There are a lot of people at the venue tonight anyway, and Masakari are playing next. Going to get myself a beer and try and enjoy tonight at least. Decision time for us us tomorrow, not a lot we can do about it right now.

Later still:

Strange night. The show itself was really good, but throughout the entire set I found myself thinking about this weekend, about Jenny coming in on her flight, about how we're going to sort out this mess once she gets here. It's looking like a real shitstorm is about to unleash on New York City.

The toilet situation at this venue was not ideal either. First off, the men's toilet had no door on the cubicle (what the fuck is that about really?), and then the toilet was broken anyway. I really needed to shit and decided to chance the women's. I walk in and I'm faced with two cubicles, both with doors, but neither of them has a lock or indeed a door handle. I choose the cubicle furthest in and sit down. The fucking door swings open so I have to go about my business using one hand to hold on to the door, which for good measure is only about three foot high. Just as I drop my load, someone else comes into the room and sits down in the cubicle beside me. Fuck. My shit stinks too. This is akward. I wait it out for a while but the girl in the cubicle beside me seems to be going nowhere. I have to get out of here. I pull up my kecks, whilst trying to keep the door from swinging open, and then go to leave. As I do the girl in the cubicle beside me is doing the exact same thing. Fucking embarrasing! The girl kind startles and I go, “Whoa, sorry!” like a complete fucking geek. I rush to leave but then decide to wait around and apologise for scaring her. She's actually really cool about it. I just sort of shoot off and hide somewhere after that. Is the concept of a funcitoning toilet door completely beyond comprehension in this fucking country?
=-=-=
Given problem a | Using the passage, decide whether each statement agrees with it, and answer yes or no along with the words of the passage that decide it, quoted exactly: (i) The cubicle in the men's toilet had no door. (ii) The writer sat in the cubicle nearest the entrance of the women's toilet. (iii) The girl in the next cubicle was upset about being startled.
The records that come next were gathered from a different source than the passage and have no connection to it.
=-=-=
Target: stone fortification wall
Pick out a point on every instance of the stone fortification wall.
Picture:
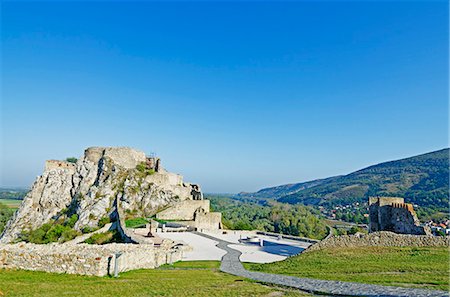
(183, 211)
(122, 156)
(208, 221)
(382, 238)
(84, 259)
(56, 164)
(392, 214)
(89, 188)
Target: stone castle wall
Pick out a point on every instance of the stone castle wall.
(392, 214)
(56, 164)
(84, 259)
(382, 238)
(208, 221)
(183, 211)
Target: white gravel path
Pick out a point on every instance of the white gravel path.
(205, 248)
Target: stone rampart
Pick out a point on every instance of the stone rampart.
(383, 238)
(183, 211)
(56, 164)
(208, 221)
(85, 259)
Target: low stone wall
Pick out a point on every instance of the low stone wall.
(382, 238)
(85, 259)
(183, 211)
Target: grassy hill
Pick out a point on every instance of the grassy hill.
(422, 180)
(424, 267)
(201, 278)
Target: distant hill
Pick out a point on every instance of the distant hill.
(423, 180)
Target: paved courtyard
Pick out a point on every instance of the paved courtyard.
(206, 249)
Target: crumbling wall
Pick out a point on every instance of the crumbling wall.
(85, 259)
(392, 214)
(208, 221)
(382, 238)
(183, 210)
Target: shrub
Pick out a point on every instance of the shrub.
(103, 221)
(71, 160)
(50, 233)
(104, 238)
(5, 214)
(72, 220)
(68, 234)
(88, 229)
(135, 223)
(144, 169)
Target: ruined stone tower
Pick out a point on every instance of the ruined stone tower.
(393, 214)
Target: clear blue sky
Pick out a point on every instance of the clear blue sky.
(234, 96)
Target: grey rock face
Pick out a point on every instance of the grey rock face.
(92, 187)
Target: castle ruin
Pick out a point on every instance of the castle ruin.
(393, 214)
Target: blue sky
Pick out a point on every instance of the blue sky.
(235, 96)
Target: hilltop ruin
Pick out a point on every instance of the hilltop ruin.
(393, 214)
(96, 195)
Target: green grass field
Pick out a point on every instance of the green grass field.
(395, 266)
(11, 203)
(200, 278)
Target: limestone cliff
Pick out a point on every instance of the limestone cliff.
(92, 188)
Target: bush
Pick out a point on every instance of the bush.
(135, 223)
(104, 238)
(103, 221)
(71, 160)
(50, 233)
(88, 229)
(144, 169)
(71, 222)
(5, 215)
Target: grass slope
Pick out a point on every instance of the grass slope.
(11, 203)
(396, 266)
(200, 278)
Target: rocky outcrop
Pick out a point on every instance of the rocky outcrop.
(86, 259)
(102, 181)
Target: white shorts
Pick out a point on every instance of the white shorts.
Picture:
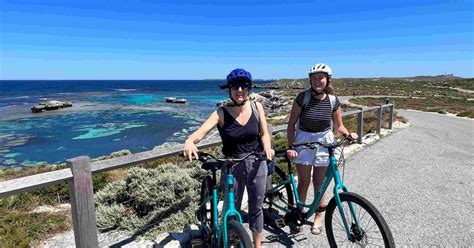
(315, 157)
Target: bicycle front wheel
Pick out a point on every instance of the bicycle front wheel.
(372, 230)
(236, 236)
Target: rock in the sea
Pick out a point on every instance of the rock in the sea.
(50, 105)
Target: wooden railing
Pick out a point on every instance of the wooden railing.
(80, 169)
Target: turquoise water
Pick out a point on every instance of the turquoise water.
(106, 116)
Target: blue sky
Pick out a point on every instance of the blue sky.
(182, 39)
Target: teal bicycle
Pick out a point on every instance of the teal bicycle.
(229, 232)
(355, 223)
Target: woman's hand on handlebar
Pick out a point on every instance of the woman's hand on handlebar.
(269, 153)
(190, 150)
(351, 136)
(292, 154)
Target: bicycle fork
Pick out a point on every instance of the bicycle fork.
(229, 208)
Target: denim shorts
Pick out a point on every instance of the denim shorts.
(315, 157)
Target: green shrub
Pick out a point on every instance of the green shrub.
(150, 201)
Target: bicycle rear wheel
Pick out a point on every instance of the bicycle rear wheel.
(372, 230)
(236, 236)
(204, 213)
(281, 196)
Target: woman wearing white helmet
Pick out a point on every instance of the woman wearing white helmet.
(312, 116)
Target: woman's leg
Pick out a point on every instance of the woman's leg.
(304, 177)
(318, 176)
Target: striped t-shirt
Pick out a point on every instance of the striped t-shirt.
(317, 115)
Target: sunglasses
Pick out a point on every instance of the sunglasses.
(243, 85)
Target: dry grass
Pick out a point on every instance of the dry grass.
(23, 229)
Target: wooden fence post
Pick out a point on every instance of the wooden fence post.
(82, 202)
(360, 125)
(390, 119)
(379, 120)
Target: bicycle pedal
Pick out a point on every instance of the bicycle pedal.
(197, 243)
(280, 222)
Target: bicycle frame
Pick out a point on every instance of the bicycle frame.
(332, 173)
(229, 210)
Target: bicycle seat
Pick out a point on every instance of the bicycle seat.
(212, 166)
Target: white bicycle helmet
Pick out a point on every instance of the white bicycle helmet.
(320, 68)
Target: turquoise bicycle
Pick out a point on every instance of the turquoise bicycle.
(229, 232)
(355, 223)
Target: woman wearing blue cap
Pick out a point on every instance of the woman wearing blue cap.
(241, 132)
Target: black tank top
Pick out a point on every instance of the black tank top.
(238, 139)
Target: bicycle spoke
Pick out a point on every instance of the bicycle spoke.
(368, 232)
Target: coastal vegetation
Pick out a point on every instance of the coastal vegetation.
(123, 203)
=-=-=
Given problem b | Put the records from the line containing "Target: bicycle frame" through the end of the records, both ends included, into a two-column CSV with the columns request and answer. Make one row per request, with each field quoted and its line breaks turned into spaces.

Final answer a |
(i) Yes: "the men's toilet had no door on the cubicle"
(ii) No: "I choose the cubicle furthest in and sit down."
(iii) No: "She's actually really cool about it."

Final answer b |
request,answer
"Target: bicycle frame Pick out a point on every instance of the bicycle frame.","(332, 173) (229, 210)"
"Target: bicycle seat Pick out a point on every instance of the bicycle seat.","(212, 166)"
"Target: white bicycle helmet Pick out a point on every instance of the white bicycle helmet.","(320, 68)"
"Target: turquoise bicycle Pick out a point on every instance of the turquoise bicycle.","(229, 232) (355, 223)"
"Target: woman wearing blue cap Pick out a point on every instance of the woman wearing blue cap.","(241, 132)"
"Target: black tank top Pick out a point on every instance of the black tank top.","(238, 139)"
"Target: bicycle spoke Pick out a point on every instance of the bicycle spoke.","(368, 232)"
"Target: coastal vegetation Pick out a point on every instance of the coastal vegetation.","(123, 203)"